## BEGIN Entries shown
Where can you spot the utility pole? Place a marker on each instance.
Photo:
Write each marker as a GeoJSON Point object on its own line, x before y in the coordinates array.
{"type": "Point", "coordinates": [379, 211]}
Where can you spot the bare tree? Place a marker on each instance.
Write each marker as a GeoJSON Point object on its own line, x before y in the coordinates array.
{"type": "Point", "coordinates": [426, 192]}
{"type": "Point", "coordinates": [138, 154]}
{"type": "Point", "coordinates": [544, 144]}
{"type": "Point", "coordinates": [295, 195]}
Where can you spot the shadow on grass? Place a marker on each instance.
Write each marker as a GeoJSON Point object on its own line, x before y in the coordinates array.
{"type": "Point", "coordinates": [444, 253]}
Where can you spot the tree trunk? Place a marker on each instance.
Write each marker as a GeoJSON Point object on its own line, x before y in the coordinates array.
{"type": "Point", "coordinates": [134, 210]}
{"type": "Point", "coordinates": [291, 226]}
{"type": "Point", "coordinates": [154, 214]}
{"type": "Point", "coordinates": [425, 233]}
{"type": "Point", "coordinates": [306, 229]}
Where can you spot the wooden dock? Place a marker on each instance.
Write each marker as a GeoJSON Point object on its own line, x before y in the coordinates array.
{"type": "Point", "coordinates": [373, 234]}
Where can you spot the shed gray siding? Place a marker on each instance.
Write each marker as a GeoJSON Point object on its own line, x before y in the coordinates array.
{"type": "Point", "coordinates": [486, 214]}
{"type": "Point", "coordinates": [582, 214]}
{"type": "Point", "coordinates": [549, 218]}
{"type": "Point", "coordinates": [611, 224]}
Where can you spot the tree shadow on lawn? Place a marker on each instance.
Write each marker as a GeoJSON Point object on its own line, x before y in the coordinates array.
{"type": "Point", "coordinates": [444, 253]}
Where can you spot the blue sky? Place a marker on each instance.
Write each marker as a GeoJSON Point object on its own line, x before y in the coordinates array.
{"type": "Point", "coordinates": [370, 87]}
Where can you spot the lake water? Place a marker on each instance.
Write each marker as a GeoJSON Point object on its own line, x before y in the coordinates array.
## END Entries shown
• _Given instruction_:
Starting at the line that contains "Where can you spot the lake" and ending at the close of the data, write those lines out again, replacing "marker" with "pin" wherever it occurs and leaving everything else unchanged.

• _Full output_:
Where can you spot the lake water? Place a pin on each instance.
Write each pin as a GeoJSON Point object on its own line, x before y in the coordinates array.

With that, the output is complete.